[Task to complete]
Reproduce everything from the beginning of the material down to the line containing "[(38, 224)]", swapping "habitat tally" for "site survey" and leaving all else unchanged. Omit the pictures from your answer.

[Data extract]
--- --- ---

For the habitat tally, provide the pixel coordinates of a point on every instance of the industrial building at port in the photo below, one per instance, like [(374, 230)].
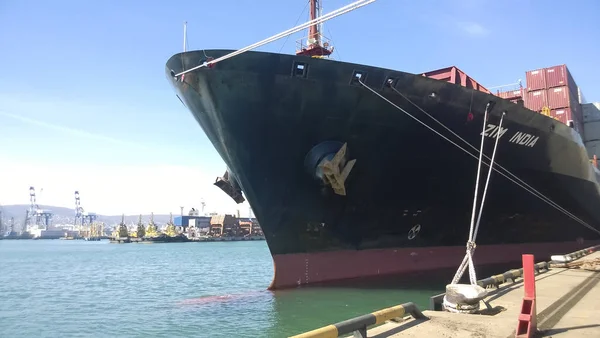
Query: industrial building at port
[(38, 224)]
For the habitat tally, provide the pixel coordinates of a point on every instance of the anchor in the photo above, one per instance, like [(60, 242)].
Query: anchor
[(229, 184), (336, 170)]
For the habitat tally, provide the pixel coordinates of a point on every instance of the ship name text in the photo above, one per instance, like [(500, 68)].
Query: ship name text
[(520, 138)]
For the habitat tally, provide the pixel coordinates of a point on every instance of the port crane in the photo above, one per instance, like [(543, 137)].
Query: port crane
[(35, 217), (85, 221)]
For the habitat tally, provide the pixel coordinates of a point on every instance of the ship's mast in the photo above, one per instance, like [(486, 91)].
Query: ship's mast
[(185, 36), (314, 44)]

--- --- ---

[Correct output]
For the site survey, provide the pixel coordinates of a point on every instance of the industrial building at port in the photo below, one per instance, like [(374, 230)].
Query: industrial building at port
[(38, 224)]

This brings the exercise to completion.